▶ [Supplied records]:
* BEGIN *

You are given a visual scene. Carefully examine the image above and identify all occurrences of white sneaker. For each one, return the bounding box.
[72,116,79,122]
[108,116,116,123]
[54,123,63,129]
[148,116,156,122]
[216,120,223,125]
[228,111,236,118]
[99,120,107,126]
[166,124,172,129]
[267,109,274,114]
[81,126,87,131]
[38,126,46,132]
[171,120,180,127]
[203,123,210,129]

* END *

▶ [Exercise brief]:
Reproduce every record above line for line, changing no characters.

▶ [Answer for this exercise]:
You are given a visual scene. Carefully examine the image above and identify all occurrences of white sneaker. For each one, return the bounding box.
[72,116,79,122]
[108,116,116,123]
[54,123,63,129]
[148,116,156,122]
[216,120,223,125]
[228,111,236,118]
[99,120,107,126]
[166,124,172,129]
[267,109,274,114]
[81,126,87,131]
[38,126,46,132]
[171,120,180,127]
[203,123,210,129]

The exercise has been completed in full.